[RECORDS SHOWN]:
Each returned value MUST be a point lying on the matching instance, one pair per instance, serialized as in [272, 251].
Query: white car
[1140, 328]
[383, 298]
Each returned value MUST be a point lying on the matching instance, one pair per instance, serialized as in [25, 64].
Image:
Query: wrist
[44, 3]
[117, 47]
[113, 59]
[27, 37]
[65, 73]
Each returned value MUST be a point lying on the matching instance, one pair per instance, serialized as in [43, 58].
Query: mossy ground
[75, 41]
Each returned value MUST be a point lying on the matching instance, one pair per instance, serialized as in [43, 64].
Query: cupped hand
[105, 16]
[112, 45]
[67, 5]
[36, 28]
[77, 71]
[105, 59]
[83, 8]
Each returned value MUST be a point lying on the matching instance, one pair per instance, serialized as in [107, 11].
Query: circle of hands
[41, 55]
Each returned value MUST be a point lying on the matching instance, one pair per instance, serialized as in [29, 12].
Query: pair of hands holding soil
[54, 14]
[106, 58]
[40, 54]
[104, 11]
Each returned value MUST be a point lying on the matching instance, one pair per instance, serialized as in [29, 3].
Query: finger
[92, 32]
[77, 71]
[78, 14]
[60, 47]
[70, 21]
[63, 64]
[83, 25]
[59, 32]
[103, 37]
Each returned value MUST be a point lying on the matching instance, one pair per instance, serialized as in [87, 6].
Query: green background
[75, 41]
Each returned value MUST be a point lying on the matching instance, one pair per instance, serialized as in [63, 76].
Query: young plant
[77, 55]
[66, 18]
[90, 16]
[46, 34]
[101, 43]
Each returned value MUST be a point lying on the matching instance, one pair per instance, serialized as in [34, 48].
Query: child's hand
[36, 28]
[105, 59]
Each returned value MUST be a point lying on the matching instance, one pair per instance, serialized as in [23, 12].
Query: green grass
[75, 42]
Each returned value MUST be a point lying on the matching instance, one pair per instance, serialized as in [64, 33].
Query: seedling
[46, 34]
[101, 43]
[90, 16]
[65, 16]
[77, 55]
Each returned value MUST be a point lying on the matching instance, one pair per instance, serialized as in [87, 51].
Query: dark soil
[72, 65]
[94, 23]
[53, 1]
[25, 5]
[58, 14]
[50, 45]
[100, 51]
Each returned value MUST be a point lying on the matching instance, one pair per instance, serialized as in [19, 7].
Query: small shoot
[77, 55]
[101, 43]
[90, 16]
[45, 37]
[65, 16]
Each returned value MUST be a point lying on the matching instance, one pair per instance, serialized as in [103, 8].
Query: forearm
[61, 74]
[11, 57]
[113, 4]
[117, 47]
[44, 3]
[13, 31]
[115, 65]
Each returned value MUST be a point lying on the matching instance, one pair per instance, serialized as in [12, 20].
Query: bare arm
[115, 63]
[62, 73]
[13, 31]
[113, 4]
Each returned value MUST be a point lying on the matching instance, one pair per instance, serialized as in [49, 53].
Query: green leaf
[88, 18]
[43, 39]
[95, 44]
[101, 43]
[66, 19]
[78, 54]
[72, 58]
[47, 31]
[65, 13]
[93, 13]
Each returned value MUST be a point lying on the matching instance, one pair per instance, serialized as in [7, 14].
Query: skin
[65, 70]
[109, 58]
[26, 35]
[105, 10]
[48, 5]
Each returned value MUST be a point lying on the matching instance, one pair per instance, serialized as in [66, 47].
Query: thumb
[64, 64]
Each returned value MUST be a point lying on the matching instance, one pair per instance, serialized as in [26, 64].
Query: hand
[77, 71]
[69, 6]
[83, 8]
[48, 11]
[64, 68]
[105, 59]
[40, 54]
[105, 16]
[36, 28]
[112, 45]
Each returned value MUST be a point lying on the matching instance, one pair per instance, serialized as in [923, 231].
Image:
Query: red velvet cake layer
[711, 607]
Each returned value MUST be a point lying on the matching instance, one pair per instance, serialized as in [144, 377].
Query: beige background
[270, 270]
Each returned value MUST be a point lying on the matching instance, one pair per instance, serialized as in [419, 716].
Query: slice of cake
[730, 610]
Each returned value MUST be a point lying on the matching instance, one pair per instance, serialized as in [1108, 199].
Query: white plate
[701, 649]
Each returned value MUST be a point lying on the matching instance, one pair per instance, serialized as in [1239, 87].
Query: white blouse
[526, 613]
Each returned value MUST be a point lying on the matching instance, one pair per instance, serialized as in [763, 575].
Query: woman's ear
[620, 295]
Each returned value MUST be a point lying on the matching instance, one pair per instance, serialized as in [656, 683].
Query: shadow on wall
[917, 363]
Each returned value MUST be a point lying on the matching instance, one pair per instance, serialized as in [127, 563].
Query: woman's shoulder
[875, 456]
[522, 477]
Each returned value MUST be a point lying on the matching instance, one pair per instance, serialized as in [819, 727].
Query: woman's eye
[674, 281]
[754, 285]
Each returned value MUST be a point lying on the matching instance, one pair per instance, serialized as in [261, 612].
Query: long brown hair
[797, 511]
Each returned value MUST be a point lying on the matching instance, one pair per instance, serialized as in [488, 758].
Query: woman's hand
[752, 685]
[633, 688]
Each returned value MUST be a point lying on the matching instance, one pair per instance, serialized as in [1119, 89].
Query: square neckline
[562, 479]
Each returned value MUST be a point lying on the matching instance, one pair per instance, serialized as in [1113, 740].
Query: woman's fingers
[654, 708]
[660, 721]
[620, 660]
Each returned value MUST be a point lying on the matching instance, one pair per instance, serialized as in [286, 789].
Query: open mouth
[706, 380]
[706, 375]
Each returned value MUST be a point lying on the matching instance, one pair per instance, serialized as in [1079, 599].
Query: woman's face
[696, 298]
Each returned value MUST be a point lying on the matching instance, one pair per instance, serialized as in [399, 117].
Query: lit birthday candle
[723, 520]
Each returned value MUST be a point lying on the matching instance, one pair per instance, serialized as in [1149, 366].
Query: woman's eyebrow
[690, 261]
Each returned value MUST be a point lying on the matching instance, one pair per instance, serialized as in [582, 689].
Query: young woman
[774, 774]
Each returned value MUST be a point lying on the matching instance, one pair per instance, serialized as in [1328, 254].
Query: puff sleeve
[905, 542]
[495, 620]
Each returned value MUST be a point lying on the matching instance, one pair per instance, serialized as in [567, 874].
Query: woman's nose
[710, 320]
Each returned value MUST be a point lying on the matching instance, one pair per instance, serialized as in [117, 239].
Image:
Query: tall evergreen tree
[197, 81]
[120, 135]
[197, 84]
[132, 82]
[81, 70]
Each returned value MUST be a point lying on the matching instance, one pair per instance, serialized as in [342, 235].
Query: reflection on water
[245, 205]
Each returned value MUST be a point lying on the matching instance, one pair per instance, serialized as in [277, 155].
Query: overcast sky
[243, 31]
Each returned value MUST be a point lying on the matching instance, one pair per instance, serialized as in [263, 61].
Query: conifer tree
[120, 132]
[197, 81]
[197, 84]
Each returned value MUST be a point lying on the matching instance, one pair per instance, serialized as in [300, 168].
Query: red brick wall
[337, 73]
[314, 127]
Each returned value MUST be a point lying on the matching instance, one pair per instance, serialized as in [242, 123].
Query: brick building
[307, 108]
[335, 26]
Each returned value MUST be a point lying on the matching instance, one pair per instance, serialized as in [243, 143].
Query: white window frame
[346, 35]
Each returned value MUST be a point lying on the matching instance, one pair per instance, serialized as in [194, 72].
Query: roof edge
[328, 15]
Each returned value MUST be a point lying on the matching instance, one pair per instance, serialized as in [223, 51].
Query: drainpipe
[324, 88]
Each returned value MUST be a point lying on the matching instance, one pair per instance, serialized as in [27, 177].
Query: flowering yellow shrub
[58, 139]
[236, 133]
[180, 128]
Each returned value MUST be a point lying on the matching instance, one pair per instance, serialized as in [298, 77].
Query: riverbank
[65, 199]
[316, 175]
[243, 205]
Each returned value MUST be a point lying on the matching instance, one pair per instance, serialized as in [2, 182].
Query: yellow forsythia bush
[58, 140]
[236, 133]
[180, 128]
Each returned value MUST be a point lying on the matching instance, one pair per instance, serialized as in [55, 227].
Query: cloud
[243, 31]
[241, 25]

[WHAT TO WORK ON]:
Produce an exact repeat of the lines from the one containing "in [223, 51]." through the last line of the data, and nothing more.

[RESPONSE FOR THIS EXERCISE]:
Each returned value MUST be a point lying on the matching instance, one pair per instance, serialized as in [223, 51].
Query: drainpipe
[324, 88]
Each returned value MUST be a point lying on the matching instance, one pair per instance, serialized as in [27, 177].
Query: flowering yellow shrub
[58, 139]
[236, 133]
[180, 128]
Each returned value MUST be a point lying on the matching instance, one pair per instance, serialized as in [298, 77].
Query: riverbank
[65, 199]
[316, 175]
[243, 205]
Each returned value MUST be a point lying on the matching instance, one pair per instance, serialized as in [2, 182].
Query: yellow forsythia bush
[58, 140]
[236, 133]
[180, 128]
Each returned value MUST be a point lying on the matching instance, one pair per instance, serialized as in [55, 227].
Query: cloud
[243, 31]
[241, 25]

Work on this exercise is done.